• [Written problem] Which lines in the records below contain the word "Return"? Pull out each such line and copy it.

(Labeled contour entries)
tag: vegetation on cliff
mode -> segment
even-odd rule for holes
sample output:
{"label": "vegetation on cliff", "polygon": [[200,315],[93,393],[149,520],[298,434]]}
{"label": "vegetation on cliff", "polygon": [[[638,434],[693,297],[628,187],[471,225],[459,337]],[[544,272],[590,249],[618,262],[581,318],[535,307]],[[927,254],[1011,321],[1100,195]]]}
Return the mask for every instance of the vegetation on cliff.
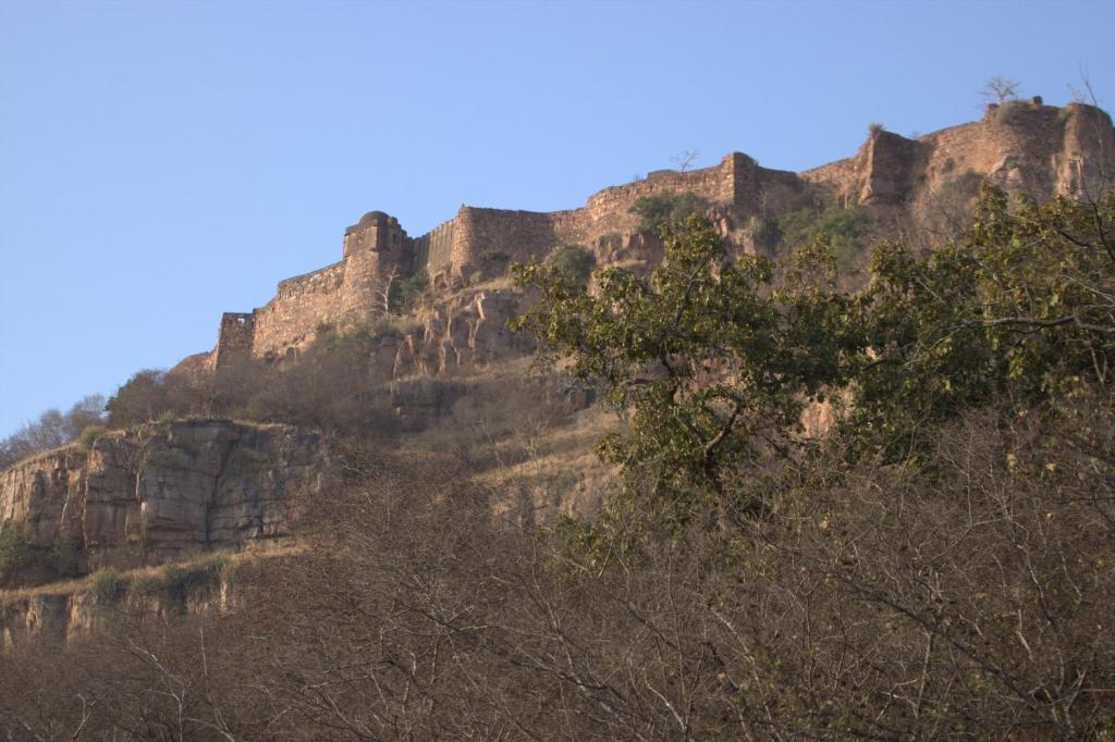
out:
{"label": "vegetation on cliff", "polygon": [[[932,253],[834,285],[823,234],[699,217],[516,321],[624,424],[621,491],[523,528],[467,462],[367,432],[245,607],[17,646],[0,725],[144,739],[796,739],[1115,732],[1115,196],[985,192]],[[831,406],[825,436],[802,412]],[[123,409],[123,408],[122,408]],[[449,484],[449,486],[447,486]],[[437,492],[437,496],[432,496]],[[28,682],[26,678],[30,677]],[[51,709],[47,716],[28,710]]]}

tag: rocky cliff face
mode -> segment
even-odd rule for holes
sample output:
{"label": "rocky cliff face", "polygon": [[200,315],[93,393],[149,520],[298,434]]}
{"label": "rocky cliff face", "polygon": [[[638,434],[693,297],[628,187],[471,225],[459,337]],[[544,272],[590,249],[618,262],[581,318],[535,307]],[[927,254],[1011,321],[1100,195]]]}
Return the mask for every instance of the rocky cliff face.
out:
{"label": "rocky cliff face", "polygon": [[316,433],[227,420],[151,423],[27,459],[0,475],[0,529],[31,546],[22,582],[132,567],[290,533],[300,494],[319,489]]}
{"label": "rocky cliff face", "polygon": [[0,648],[49,638],[65,643],[103,634],[122,622],[149,625],[174,617],[215,616],[242,605],[236,586],[223,578],[163,585],[146,592],[122,583],[117,595],[88,589],[45,589],[0,597]]}

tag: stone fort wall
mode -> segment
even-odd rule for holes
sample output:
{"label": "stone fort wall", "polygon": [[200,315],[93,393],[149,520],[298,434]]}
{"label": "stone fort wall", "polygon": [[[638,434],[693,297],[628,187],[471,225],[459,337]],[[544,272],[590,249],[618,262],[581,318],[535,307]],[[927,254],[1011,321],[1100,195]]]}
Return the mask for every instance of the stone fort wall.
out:
{"label": "stone fort wall", "polygon": [[1115,130],[1104,111],[1035,99],[1007,113],[989,107],[981,121],[917,139],[873,131],[855,156],[801,174],[763,168],[731,153],[712,167],[658,170],[604,188],[574,209],[463,206],[414,238],[395,217],[370,212],[345,231],[340,262],[282,281],[275,296],[251,313],[225,314],[211,365],[245,355],[288,358],[314,340],[319,325],[367,321],[381,305],[389,276],[425,270],[436,287],[459,286],[562,244],[589,248],[600,262],[652,262],[657,241],[640,234],[640,217],[630,209],[657,194],[692,192],[706,198],[721,233],[737,238],[752,216],[833,203],[894,206],[963,174],[1038,197],[1087,186],[1104,167],[1111,176],[1115,163],[1103,157],[1115,156]]}

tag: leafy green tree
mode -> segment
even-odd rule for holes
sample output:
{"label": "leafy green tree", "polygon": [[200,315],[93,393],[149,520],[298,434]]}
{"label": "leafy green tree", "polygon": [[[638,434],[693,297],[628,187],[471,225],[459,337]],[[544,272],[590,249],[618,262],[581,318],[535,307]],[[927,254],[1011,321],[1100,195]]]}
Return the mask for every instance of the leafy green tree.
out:
{"label": "leafy green tree", "polygon": [[988,187],[953,244],[925,256],[880,247],[849,315],[864,341],[850,422],[904,447],[924,423],[969,407],[1107,383],[1113,236],[1113,192],[1037,205]]}
{"label": "leafy green tree", "polygon": [[601,442],[604,460],[649,470],[660,499],[755,510],[760,502],[729,504],[729,489],[791,445],[803,403],[841,381],[843,333],[831,318],[845,297],[804,273],[772,291],[773,264],[731,256],[700,216],[662,236],[665,260],[649,276],[608,267],[592,293],[553,265],[515,266],[541,301],[512,328],[607,385],[627,426]]}
{"label": "leafy green tree", "polygon": [[930,423],[1105,384],[1115,363],[1113,193],[1036,205],[989,187],[961,240],[929,255],[882,245],[854,294],[834,289],[824,233],[777,283],[773,262],[733,257],[699,216],[662,235],[648,277],[608,267],[591,293],[554,266],[516,266],[540,302],[512,326],[607,387],[627,424],[602,457],[665,500],[735,492],[754,511],[754,475],[792,460],[803,406],[836,391],[843,429],[893,458]]}

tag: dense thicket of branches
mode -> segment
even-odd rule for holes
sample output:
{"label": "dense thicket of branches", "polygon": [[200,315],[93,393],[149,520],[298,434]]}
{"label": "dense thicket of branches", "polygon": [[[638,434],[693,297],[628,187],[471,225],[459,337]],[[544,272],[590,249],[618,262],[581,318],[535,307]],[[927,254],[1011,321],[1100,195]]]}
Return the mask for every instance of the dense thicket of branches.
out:
{"label": "dense thicket of branches", "polygon": [[[520,325],[627,420],[622,491],[524,529],[467,470],[339,450],[309,549],[221,619],[0,656],[13,739],[1105,739],[1115,196],[988,192],[833,287],[673,223],[545,265]],[[797,420],[833,400],[822,439]],[[357,439],[359,437],[356,437]],[[203,625],[204,623],[204,625]]]}

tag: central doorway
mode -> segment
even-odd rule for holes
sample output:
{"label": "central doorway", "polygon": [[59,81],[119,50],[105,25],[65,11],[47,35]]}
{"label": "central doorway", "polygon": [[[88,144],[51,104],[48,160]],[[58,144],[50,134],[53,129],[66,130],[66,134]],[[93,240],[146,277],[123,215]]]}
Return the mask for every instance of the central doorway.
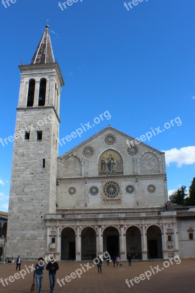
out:
{"label": "central doorway", "polygon": [[148,258],[162,258],[162,232],[156,225],[147,230]]}
{"label": "central doorway", "polygon": [[75,231],[70,228],[63,229],[61,236],[61,260],[75,260]]}
{"label": "central doorway", "polygon": [[115,227],[108,227],[103,231],[103,252],[106,251],[111,258],[114,255],[119,256],[120,251],[119,232]]}
{"label": "central doorway", "polygon": [[96,257],[96,232],[91,227],[86,227],[81,232],[81,260],[92,260]]}

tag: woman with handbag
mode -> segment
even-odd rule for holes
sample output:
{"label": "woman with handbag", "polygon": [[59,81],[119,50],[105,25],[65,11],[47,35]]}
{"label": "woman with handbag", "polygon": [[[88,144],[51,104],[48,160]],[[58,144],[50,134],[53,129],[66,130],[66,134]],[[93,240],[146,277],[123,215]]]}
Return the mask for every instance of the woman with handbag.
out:
{"label": "woman with handbag", "polygon": [[41,286],[43,278],[44,270],[44,259],[42,257],[39,257],[38,259],[38,263],[35,266],[35,270],[34,272],[34,280],[36,276],[37,283],[37,293],[41,293]]}

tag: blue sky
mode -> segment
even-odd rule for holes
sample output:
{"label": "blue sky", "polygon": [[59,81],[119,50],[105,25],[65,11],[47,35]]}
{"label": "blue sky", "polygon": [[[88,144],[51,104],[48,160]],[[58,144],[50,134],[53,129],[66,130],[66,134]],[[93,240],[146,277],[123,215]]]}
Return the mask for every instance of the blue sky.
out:
{"label": "blue sky", "polygon": [[[63,11],[58,2],[16,0],[6,8],[0,1],[0,138],[14,133],[17,65],[29,63],[48,19],[66,83],[60,138],[106,110],[111,115],[59,146],[59,154],[108,124],[134,137],[160,126],[162,132],[156,130],[145,142],[167,151],[168,190],[189,187],[195,176],[194,0],[143,0],[129,11],[123,0],[78,0]],[[4,211],[12,151],[13,143],[0,143],[0,210]]]}

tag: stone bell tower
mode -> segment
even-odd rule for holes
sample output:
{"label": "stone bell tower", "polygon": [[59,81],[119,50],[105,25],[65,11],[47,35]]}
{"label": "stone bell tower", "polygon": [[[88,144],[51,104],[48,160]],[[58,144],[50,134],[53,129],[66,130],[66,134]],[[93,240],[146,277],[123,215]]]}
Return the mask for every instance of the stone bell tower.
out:
{"label": "stone bell tower", "polygon": [[30,64],[19,67],[6,256],[33,259],[47,250],[44,215],[56,209],[60,94],[64,85],[48,25]]}

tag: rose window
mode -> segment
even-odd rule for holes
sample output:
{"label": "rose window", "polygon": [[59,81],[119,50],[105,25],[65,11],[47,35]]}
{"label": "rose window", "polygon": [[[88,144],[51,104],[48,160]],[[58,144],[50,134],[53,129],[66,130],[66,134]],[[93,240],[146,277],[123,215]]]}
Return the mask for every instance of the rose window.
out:
{"label": "rose window", "polygon": [[89,192],[92,195],[96,195],[99,192],[99,189],[97,186],[92,186],[90,188]]}
{"label": "rose window", "polygon": [[153,193],[156,190],[156,187],[154,185],[150,184],[148,186],[148,188],[147,189],[150,193]]}
{"label": "rose window", "polygon": [[76,193],[76,188],[75,187],[69,187],[68,192],[70,195],[74,195]]}
{"label": "rose window", "polygon": [[107,146],[113,146],[116,143],[116,138],[112,134],[108,134],[104,138],[104,142]]}
{"label": "rose window", "polygon": [[91,146],[86,146],[82,150],[82,153],[85,158],[91,158],[94,154],[94,151]]}
{"label": "rose window", "polygon": [[135,188],[133,185],[128,185],[126,188],[126,192],[127,193],[129,193],[131,194],[134,192]]}
{"label": "rose window", "polygon": [[118,184],[116,182],[108,182],[104,185],[103,192],[107,197],[115,198],[118,195],[120,192],[120,188]]}
{"label": "rose window", "polygon": [[127,147],[127,152],[130,156],[136,156],[138,153],[138,147],[136,146],[130,146]]}

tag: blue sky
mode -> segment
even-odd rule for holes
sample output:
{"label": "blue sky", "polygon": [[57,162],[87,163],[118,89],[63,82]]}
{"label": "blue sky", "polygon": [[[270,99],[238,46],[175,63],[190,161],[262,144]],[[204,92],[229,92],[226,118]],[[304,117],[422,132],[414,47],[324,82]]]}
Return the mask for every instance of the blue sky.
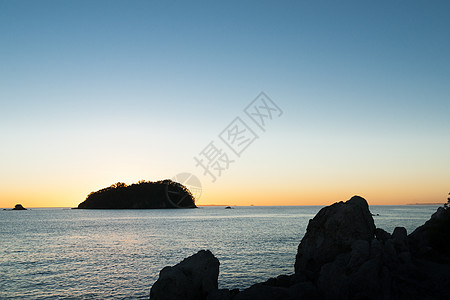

• [Problem solution]
Return the mask for every instance of the vegetation on cliff.
Return the mask for every instance of the rocky cliff face.
Return the mask for every instance of the stone fort wall.
Return the mask for every instance of the leafy green tree.
Return the mask for every instance of the dense thicket of branches.
Return the mask for every instance of the central doorway.
Return the mask for every instance of the woman with handbag.
Return the mask for every instance of the blue sky.
Return the mask for every instance of the stone bell tower.
Return the mask for every instance of the rose window.
Return the mask for every instance of the blue sky.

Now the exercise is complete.